→ What is asked: Put each line of the entries below into a Markdown table with two columns, No. and Text, numbering the rows in order and leaving out blank lines.

→ Dataset extract:
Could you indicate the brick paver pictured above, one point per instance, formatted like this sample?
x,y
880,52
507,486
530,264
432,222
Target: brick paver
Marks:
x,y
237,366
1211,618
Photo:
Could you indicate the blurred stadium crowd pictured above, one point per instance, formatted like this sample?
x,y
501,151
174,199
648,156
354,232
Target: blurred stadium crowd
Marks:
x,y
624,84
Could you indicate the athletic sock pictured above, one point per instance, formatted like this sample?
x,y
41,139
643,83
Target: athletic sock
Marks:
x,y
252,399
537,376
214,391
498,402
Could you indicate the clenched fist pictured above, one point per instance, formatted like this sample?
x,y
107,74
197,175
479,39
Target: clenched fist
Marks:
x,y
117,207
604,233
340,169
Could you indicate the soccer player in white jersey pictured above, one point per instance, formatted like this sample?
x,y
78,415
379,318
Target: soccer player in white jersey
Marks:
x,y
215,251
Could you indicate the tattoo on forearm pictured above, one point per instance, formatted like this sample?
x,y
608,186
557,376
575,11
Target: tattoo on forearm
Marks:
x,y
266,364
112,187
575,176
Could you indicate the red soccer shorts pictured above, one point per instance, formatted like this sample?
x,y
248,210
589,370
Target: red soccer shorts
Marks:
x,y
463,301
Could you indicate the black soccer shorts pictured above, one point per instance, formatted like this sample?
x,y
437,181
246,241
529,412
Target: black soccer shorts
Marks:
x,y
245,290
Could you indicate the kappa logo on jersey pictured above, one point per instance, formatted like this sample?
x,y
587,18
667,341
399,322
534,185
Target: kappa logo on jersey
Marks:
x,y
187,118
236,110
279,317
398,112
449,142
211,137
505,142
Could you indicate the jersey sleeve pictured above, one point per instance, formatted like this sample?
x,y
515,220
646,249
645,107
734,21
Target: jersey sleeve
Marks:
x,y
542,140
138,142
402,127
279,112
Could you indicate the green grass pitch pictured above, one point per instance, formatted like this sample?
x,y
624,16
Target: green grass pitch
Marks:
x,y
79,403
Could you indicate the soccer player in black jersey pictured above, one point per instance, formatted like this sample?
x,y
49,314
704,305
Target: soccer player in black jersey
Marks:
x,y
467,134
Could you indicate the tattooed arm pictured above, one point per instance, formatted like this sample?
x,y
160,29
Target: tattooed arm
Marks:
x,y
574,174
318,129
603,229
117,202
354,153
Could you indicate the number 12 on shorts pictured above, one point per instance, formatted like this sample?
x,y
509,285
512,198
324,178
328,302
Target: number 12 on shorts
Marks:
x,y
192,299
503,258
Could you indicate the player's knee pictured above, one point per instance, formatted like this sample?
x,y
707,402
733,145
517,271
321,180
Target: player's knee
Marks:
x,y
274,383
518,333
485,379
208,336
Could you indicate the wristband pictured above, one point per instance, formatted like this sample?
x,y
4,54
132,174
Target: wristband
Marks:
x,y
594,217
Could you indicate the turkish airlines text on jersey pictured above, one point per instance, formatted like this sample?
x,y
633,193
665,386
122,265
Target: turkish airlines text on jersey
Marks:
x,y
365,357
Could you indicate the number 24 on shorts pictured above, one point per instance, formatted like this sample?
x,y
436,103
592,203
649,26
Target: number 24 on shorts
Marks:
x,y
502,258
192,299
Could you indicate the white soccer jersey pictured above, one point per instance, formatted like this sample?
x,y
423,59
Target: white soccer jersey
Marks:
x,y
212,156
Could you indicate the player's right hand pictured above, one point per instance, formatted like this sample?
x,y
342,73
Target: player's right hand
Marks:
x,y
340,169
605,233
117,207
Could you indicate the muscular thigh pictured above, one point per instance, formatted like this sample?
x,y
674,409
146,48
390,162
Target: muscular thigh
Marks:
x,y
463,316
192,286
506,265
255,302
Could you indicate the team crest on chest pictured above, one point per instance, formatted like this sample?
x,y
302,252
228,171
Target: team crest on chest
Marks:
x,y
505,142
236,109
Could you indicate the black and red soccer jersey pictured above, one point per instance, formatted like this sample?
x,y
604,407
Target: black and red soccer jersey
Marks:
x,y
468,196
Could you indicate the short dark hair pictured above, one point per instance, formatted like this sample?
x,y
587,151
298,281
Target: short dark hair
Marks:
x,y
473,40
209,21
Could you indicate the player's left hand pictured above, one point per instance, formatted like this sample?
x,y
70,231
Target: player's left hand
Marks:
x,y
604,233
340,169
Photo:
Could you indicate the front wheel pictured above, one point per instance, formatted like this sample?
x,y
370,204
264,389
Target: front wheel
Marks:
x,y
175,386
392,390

→ Finished task:
| No. | Text |
|---|---|
| 1 | Could you indicate the brick paver pictured above, one point per instance, formatted like this sample? |
| 2 | x,y |
| 3 | 880,52 |
| 4 | 507,486 |
| 5 | 530,264 |
| 6 | 432,222 |
| 7 | Target: brick paver |
| 8 | Marks: |
| 9 | x,y |
| 10 | 237,366 |
| 11 | 1211,618 |
| 12 | Photo: |
| 13 | Could you indicate the blurred stadium crowd pictured above, one point per instance, formatted like this sample? |
| 14 | x,y |
| 15 | 501,151 |
| 16 | 174,199 |
| 17 | 648,156 |
| 18 | 354,232 |
| 19 | Target: blurred stadium crowd |
| 20 | Marks: |
| 21 | x,y |
| 22 | 624,84 |
| 23 | Could you indicate the athletic sock pictured above, one point per instance, formatted like this sample? |
| 24 | x,y |
| 25 | 41,139 |
| 26 | 643,83 |
| 27 | Target: athletic sock |
| 28 | Marks: |
| 29 | x,y |
| 30 | 252,399 |
| 31 | 537,376 |
| 32 | 214,391 |
| 33 | 498,402 |
| 34 | Could you indicate the clenched fist pictured above, one point per instance, formatted like this sample? |
| 35 | x,y |
| 36 | 107,74 |
| 37 | 197,175 |
| 38 | 479,39 |
| 39 | Target: clenched fist |
| 40 | Marks: |
| 41 | x,y |
| 42 | 117,207 |
| 43 | 604,233 |
| 44 | 340,169 |
| 45 | Could you indicate the soccer player in white jersey pictured above, one point per instance, formatted like this sample? |
| 46 | x,y |
| 47 | 78,415 |
| 48 | 379,318 |
| 49 | Target: soccer player in white jersey |
| 50 | Marks: |
| 51 | x,y |
| 52 | 215,251 |
| 53 | Could you indicate the tattoo on forearm pictured above, one point per instance, formatted like this sample? |
| 54 | x,y |
| 55 | 608,186 |
| 56 | 557,376 |
| 57 | 575,11 |
| 58 | Target: tattoo on forearm |
| 59 | Marks: |
| 60 | x,y |
| 61 | 266,364 |
| 62 | 112,187 |
| 63 | 575,176 |
| 64 | Could you indicate the red soccer shorts pictured above, one point per instance, formatted like this sample? |
| 65 | x,y |
| 66 | 248,210 |
| 67 | 589,370 |
| 68 | Target: red soccer shorts |
| 69 | Marks: |
| 70 | x,y |
| 71 | 463,301 |
| 72 | Could you indicate the black soccer shorts pictured above, one point per instance, formatted like this sample? |
| 73 | x,y |
| 74 | 437,181 |
| 75 | 246,241 |
| 76 | 529,412 |
| 77 | Target: black soccer shorts |
| 78 | Marks: |
| 79 | x,y |
| 80 | 245,290 |
| 81 | Could you indicate the kappa logo on jersey pictured above, one point per instance, formatted like this sample? |
| 82 | x,y |
| 83 | 587,18 |
| 84 | 667,341 |
| 85 | 399,322 |
| 86 | 534,185 |
| 87 | Target: kappa logo on jersey |
| 88 | Marks: |
| 89 | x,y |
| 90 | 187,118 |
| 91 | 236,110 |
| 92 | 279,317 |
| 93 | 398,112 |
| 94 | 449,142 |
| 95 | 211,137 |
| 96 | 505,142 |
| 97 | Could you indicate the jersey sleeve pictured above, one point per instance, formatted like this sample? |
| 98 | x,y |
| 99 | 515,220 |
| 100 | 646,249 |
| 101 | 645,107 |
| 102 | 734,21 |
| 103 | Target: jersey sleeve |
| 104 | Marks: |
| 105 | x,y |
| 106 | 542,140 |
| 107 | 138,142 |
| 108 | 402,127 |
| 109 | 279,112 |
| 110 | Could you indicate the green grass pitch pictured above, one point per instance, formatted like this sample? |
| 111 | x,y |
| 112 | 624,16 |
| 113 | Target: green grass pitch |
| 114 | Marks: |
| 115 | x,y |
| 116 | 79,403 |
| 117 | Could you indicate the soccer player in black jersey pictured above, one point per instance, formatted like this sample? |
| 118 | x,y |
| 119 | 49,314 |
| 120 | 704,305 |
| 121 | Target: soccer player in black jersey |
| 122 | Marks: |
| 123 | x,y |
| 124 | 467,134 |
| 125 | Could you indicate the tattooed arm pictured above, one point per instance, formatted like this sample? |
| 126 | x,y |
| 127 | 160,29 |
| 128 | Target: tattooed arm |
| 129 | Marks: |
| 130 | x,y |
| 131 | 574,174 |
| 132 | 318,129 |
| 133 | 603,229 |
| 134 | 117,202 |
| 135 | 354,153 |
| 136 | Could you indicate the number 12 on shorts pictured above, one point per instance, formatted like this sample? |
| 137 | x,y |
| 138 | 509,285 |
| 139 | 512,198 |
| 140 | 324,178 |
| 141 | 328,302 |
| 142 | Target: number 12 on shorts |
| 143 | Marks: |
| 144 | x,y |
| 145 | 192,299 |
| 146 | 503,258 |
| 147 | Could you indicate the player's knee pictured above, one point per instance, formatted like this sample? |
| 148 | x,y |
| 149 | 707,402 |
| 150 | 733,145 |
| 151 | 517,271 |
| 152 | 321,180 |
| 153 | Target: player's knee |
| 154 | Marks: |
| 155 | x,y |
| 156 | 274,383 |
| 157 | 518,333 |
| 158 | 485,379 |
| 159 | 208,336 |
| 160 | Could you indicate the wristband pictured above, one point per instance, formatted like this sample? |
| 161 | x,y |
| 162 | 4,54 |
| 163 | 132,174 |
| 164 | Target: wristband |
| 165 | Marks: |
| 166 | x,y |
| 167 | 594,217 |
| 168 | Could you indicate the turkish airlines text on jersey pictured above, one point per instance, formatted like this sample? |
| 169 | x,y |
| 170 | 633,193 |
| 171 | 665,386 |
| 172 | 122,265 |
| 173 | Target: turkish airlines text on jersey |
| 174 | Marks: |
| 175 | x,y |
| 176 | 365,357 |
| 177 | Could you indicate the number 24 on shorts pictured above, one point per instance, formatted like this sample? |
| 178 | x,y |
| 179 | 436,103 |
| 180 | 592,203 |
| 181 | 649,26 |
| 182 | Target: number 24 on shorts |
| 183 | Marks: |
| 184 | x,y |
| 185 | 502,258 |
| 186 | 192,299 |
| 187 | Could you indicate the white soccer jersey pictured above, one point per instance, formatted like this sample? |
| 188 | x,y |
| 189 | 423,59 |
| 190 | Target: white soccer jersey |
| 191 | Marks: |
| 192 | x,y |
| 193 | 212,156 |
| 194 | Could you indicate the player's right hand pictured above, one point per instance, formatted like this sample? |
| 195 | x,y |
| 196 | 342,73 |
| 197 | Target: player's right hand |
| 198 | Marks: |
| 199 | x,y |
| 200 | 340,169 |
| 201 | 605,233 |
| 202 | 117,207 |
| 203 | Could you indicate the muscular thigh pictured above, one point per instance, formatted like this sample? |
| 204 | x,y |
| 205 | 674,409 |
| 206 | 146,48 |
| 207 | 390,162 |
| 208 | Target: muscular thigh |
| 209 | Marks: |
| 210 | x,y |
| 211 | 463,316 |
| 212 | 192,286 |
| 213 | 506,265 |
| 214 | 255,302 |
| 215 | Could you indicate the team crest on chest pictured above, one point per instance, formatted like this sample? |
| 216 | x,y |
| 217 | 302,252 |
| 218 | 228,171 |
| 219 | Target: team crest on chest |
| 220 | Marks: |
| 221 | x,y |
| 222 | 505,142 |
| 223 | 236,109 |
| 224 | Could you indicate the black and red soccer jersey pictured above, one point per instance, formatted like this sample? |
| 225 | x,y |
| 226 | 604,407 |
| 227 | Target: black and red soccer jersey |
| 228 | Marks: |
| 229 | x,y |
| 230 | 468,196 |
| 231 | Could you indicate the short dark hair pictured above, one point per instance, formatted like this sample? |
| 232 | x,y |
| 233 | 587,151 |
| 234 | 298,281 |
| 235 | Target: short dark hair |
| 236 | Marks: |
| 237 | x,y |
| 238 | 473,40 |
| 239 | 209,21 |
| 240 | Could you indicate the player's left hand pictured above, one point per instance, formatted like this sample? |
| 241 | x,y |
| 242 | 70,231 |
| 243 | Target: player's left hand |
| 244 | Marks: |
| 245 | x,y |
| 246 | 604,233 |
| 247 | 340,169 |
| 248 | Photo: |
| 249 | Could you indicate the front wheel pictured above, one point per instance, formatted like this sample? |
| 250 | x,y |
| 251 | 370,204 |
| 252 | 264,389 |
| 253 | Target: front wheel |
| 254 | Marks: |
| 255 | x,y |
| 256 | 175,386 |
| 257 | 392,390 |